Exercise directions: Rewrite the rows starting at the line with "Would you mind telling me where the mossy rock" and ending at the last of the rows, changing every "positioned" to "located" and keeping everything else the same. Don't include the pictures in your answer.

--- start of Records for the task ---

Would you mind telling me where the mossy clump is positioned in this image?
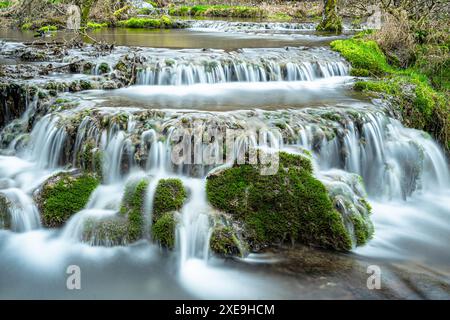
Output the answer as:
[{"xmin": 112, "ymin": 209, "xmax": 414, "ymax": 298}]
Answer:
[
  {"xmin": 169, "ymin": 5, "xmax": 267, "ymax": 18},
  {"xmin": 317, "ymin": 0, "xmax": 342, "ymax": 33},
  {"xmin": 209, "ymin": 225, "xmax": 243, "ymax": 257},
  {"xmin": 331, "ymin": 36, "xmax": 450, "ymax": 152},
  {"xmin": 120, "ymin": 178, "xmax": 149, "ymax": 242},
  {"xmin": 117, "ymin": 16, "xmax": 175, "ymax": 29},
  {"xmin": 153, "ymin": 179, "xmax": 187, "ymax": 221},
  {"xmin": 0, "ymin": 193, "xmax": 11, "ymax": 229},
  {"xmin": 206, "ymin": 152, "xmax": 352, "ymax": 250},
  {"xmin": 152, "ymin": 212, "xmax": 177, "ymax": 249},
  {"xmin": 330, "ymin": 39, "xmax": 391, "ymax": 76},
  {"xmin": 36, "ymin": 172, "xmax": 100, "ymax": 228}
]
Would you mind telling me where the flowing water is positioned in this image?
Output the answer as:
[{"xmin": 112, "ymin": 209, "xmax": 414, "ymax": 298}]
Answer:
[{"xmin": 0, "ymin": 21, "xmax": 450, "ymax": 299}]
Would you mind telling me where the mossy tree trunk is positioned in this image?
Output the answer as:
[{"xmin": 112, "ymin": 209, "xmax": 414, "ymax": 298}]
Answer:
[
  {"xmin": 77, "ymin": 0, "xmax": 95, "ymax": 28},
  {"xmin": 317, "ymin": 0, "xmax": 342, "ymax": 32}
]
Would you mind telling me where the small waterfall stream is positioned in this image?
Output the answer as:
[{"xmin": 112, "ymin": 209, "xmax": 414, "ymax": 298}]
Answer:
[{"xmin": 0, "ymin": 35, "xmax": 450, "ymax": 296}]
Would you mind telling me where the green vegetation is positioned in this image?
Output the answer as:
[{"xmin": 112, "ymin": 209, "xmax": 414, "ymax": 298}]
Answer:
[
  {"xmin": 83, "ymin": 217, "xmax": 129, "ymax": 246},
  {"xmin": 117, "ymin": 16, "xmax": 174, "ymax": 29},
  {"xmin": 120, "ymin": 178, "xmax": 149, "ymax": 242},
  {"xmin": 38, "ymin": 25, "xmax": 58, "ymax": 32},
  {"xmin": 86, "ymin": 21, "xmax": 108, "ymax": 29},
  {"xmin": 0, "ymin": 1, "xmax": 11, "ymax": 9},
  {"xmin": 152, "ymin": 179, "xmax": 187, "ymax": 249},
  {"xmin": 331, "ymin": 39, "xmax": 392, "ymax": 76},
  {"xmin": 169, "ymin": 5, "xmax": 267, "ymax": 18},
  {"xmin": 153, "ymin": 179, "xmax": 187, "ymax": 220},
  {"xmin": 317, "ymin": 0, "xmax": 342, "ymax": 33},
  {"xmin": 0, "ymin": 193, "xmax": 12, "ymax": 229},
  {"xmin": 20, "ymin": 22, "xmax": 33, "ymax": 30},
  {"xmin": 207, "ymin": 152, "xmax": 352, "ymax": 250},
  {"xmin": 152, "ymin": 212, "xmax": 177, "ymax": 249},
  {"xmin": 331, "ymin": 36, "xmax": 450, "ymax": 150},
  {"xmin": 37, "ymin": 173, "xmax": 100, "ymax": 228}
]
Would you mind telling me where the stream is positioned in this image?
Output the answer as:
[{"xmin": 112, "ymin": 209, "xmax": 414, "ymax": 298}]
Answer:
[{"xmin": 0, "ymin": 21, "xmax": 450, "ymax": 299}]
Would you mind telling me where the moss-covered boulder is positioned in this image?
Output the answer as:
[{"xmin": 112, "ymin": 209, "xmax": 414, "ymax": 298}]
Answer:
[
  {"xmin": 206, "ymin": 152, "xmax": 368, "ymax": 250},
  {"xmin": 153, "ymin": 179, "xmax": 187, "ymax": 220},
  {"xmin": 35, "ymin": 172, "xmax": 100, "ymax": 228},
  {"xmin": 120, "ymin": 178, "xmax": 149, "ymax": 242},
  {"xmin": 152, "ymin": 212, "xmax": 177, "ymax": 249},
  {"xmin": 152, "ymin": 179, "xmax": 187, "ymax": 249},
  {"xmin": 209, "ymin": 225, "xmax": 245, "ymax": 257},
  {"xmin": 0, "ymin": 193, "xmax": 11, "ymax": 229}
]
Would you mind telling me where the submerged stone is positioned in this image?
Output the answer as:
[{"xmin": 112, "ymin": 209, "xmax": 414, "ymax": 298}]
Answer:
[
  {"xmin": 152, "ymin": 179, "xmax": 187, "ymax": 249},
  {"xmin": 120, "ymin": 178, "xmax": 149, "ymax": 242},
  {"xmin": 207, "ymin": 152, "xmax": 372, "ymax": 254},
  {"xmin": 0, "ymin": 193, "xmax": 11, "ymax": 229},
  {"xmin": 83, "ymin": 216, "xmax": 131, "ymax": 247}
]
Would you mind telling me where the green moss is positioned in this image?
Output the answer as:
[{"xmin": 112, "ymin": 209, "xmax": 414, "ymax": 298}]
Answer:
[
  {"xmin": 209, "ymin": 226, "xmax": 242, "ymax": 256},
  {"xmin": 20, "ymin": 22, "xmax": 33, "ymax": 30},
  {"xmin": 98, "ymin": 62, "xmax": 109, "ymax": 74},
  {"xmin": 118, "ymin": 16, "xmax": 174, "ymax": 29},
  {"xmin": 38, "ymin": 173, "xmax": 100, "ymax": 227},
  {"xmin": 152, "ymin": 212, "xmax": 176, "ymax": 249},
  {"xmin": 137, "ymin": 8, "xmax": 152, "ymax": 16},
  {"xmin": 330, "ymin": 39, "xmax": 391, "ymax": 76},
  {"xmin": 268, "ymin": 12, "xmax": 294, "ymax": 22},
  {"xmin": 120, "ymin": 179, "xmax": 149, "ymax": 242},
  {"xmin": 169, "ymin": 5, "xmax": 267, "ymax": 18},
  {"xmin": 153, "ymin": 179, "xmax": 187, "ymax": 220},
  {"xmin": 87, "ymin": 21, "xmax": 108, "ymax": 29},
  {"xmin": 0, "ymin": 1, "xmax": 11, "ymax": 9},
  {"xmin": 331, "ymin": 37, "xmax": 450, "ymax": 151},
  {"xmin": 207, "ymin": 152, "xmax": 352, "ymax": 250},
  {"xmin": 0, "ymin": 193, "xmax": 12, "ymax": 229},
  {"xmin": 317, "ymin": 0, "xmax": 342, "ymax": 33}
]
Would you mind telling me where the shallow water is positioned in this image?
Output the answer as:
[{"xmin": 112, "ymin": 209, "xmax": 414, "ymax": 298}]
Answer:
[
  {"xmin": 0, "ymin": 24, "xmax": 450, "ymax": 299},
  {"xmin": 0, "ymin": 28, "xmax": 348, "ymax": 50}
]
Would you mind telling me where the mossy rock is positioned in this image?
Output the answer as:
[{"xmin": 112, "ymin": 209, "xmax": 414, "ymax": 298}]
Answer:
[
  {"xmin": 206, "ymin": 152, "xmax": 352, "ymax": 250},
  {"xmin": 317, "ymin": 0, "xmax": 342, "ymax": 33},
  {"xmin": 36, "ymin": 172, "xmax": 100, "ymax": 228},
  {"xmin": 152, "ymin": 212, "xmax": 177, "ymax": 249},
  {"xmin": 153, "ymin": 179, "xmax": 187, "ymax": 221},
  {"xmin": 209, "ymin": 225, "xmax": 244, "ymax": 257},
  {"xmin": 120, "ymin": 178, "xmax": 149, "ymax": 242},
  {"xmin": 83, "ymin": 216, "xmax": 130, "ymax": 247},
  {"xmin": 0, "ymin": 193, "xmax": 11, "ymax": 229}
]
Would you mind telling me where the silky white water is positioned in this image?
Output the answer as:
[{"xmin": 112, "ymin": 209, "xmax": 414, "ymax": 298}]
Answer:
[{"xmin": 0, "ymin": 32, "xmax": 450, "ymax": 298}]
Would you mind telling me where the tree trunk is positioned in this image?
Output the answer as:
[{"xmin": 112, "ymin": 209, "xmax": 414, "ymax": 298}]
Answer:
[{"xmin": 317, "ymin": 0, "xmax": 342, "ymax": 33}]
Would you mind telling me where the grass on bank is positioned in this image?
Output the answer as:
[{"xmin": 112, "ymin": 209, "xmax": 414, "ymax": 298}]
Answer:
[
  {"xmin": 331, "ymin": 35, "xmax": 450, "ymax": 151},
  {"xmin": 117, "ymin": 16, "xmax": 174, "ymax": 29},
  {"xmin": 169, "ymin": 5, "xmax": 267, "ymax": 18}
]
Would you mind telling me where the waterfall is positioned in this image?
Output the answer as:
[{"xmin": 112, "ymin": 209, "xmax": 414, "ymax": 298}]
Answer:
[
  {"xmin": 137, "ymin": 48, "xmax": 349, "ymax": 86},
  {"xmin": 30, "ymin": 114, "xmax": 67, "ymax": 168},
  {"xmin": 0, "ymin": 188, "xmax": 41, "ymax": 232},
  {"xmin": 299, "ymin": 112, "xmax": 450, "ymax": 199},
  {"xmin": 176, "ymin": 179, "xmax": 211, "ymax": 268}
]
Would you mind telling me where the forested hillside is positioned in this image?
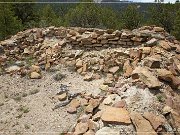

--- end of Records for the task ---

Written response:
Would you mind telling me where the mossy rock is located in this image?
Output the answer as:
[{"xmin": 112, "ymin": 209, "xmax": 414, "ymax": 298}]
Answer:
[
  {"xmin": 206, "ymin": 152, "xmax": 352, "ymax": 250},
  {"xmin": 317, "ymin": 0, "xmax": 342, "ymax": 33},
  {"xmin": 36, "ymin": 172, "xmax": 100, "ymax": 228},
  {"xmin": 152, "ymin": 212, "xmax": 177, "ymax": 249},
  {"xmin": 153, "ymin": 179, "xmax": 187, "ymax": 221},
  {"xmin": 209, "ymin": 225, "xmax": 244, "ymax": 257},
  {"xmin": 120, "ymin": 178, "xmax": 149, "ymax": 242},
  {"xmin": 83, "ymin": 216, "xmax": 130, "ymax": 247},
  {"xmin": 0, "ymin": 193, "xmax": 11, "ymax": 229}
]
Would you mind telling me where the silky white water is located in this image?
Output the answer as:
[{"xmin": 112, "ymin": 209, "xmax": 414, "ymax": 298}]
Answer:
[{"xmin": 0, "ymin": 32, "xmax": 450, "ymax": 298}]
Would you mind telling me where the tree trunk is located in this image?
Output the answer as:
[{"xmin": 112, "ymin": 209, "xmax": 414, "ymax": 298}]
Answer:
[{"xmin": 317, "ymin": 0, "xmax": 342, "ymax": 33}]
Would you mind telling me where the grass on bank is located in this image?
Output the answer as:
[{"xmin": 112, "ymin": 209, "xmax": 414, "ymax": 298}]
Answer:
[
  {"xmin": 331, "ymin": 35, "xmax": 450, "ymax": 151},
  {"xmin": 117, "ymin": 16, "xmax": 174, "ymax": 29},
  {"xmin": 169, "ymin": 5, "xmax": 267, "ymax": 18}
]
Would you mind telling me where the waterfall is located in this image?
Output the answer as:
[{"xmin": 112, "ymin": 209, "xmax": 414, "ymax": 298}]
Answer:
[
  {"xmin": 137, "ymin": 48, "xmax": 349, "ymax": 86},
  {"xmin": 30, "ymin": 114, "xmax": 67, "ymax": 168},
  {"xmin": 0, "ymin": 188, "xmax": 41, "ymax": 232},
  {"xmin": 299, "ymin": 112, "xmax": 450, "ymax": 199},
  {"xmin": 176, "ymin": 179, "xmax": 211, "ymax": 268}
]
Would you mind telling me where the forested hillside is located in this image?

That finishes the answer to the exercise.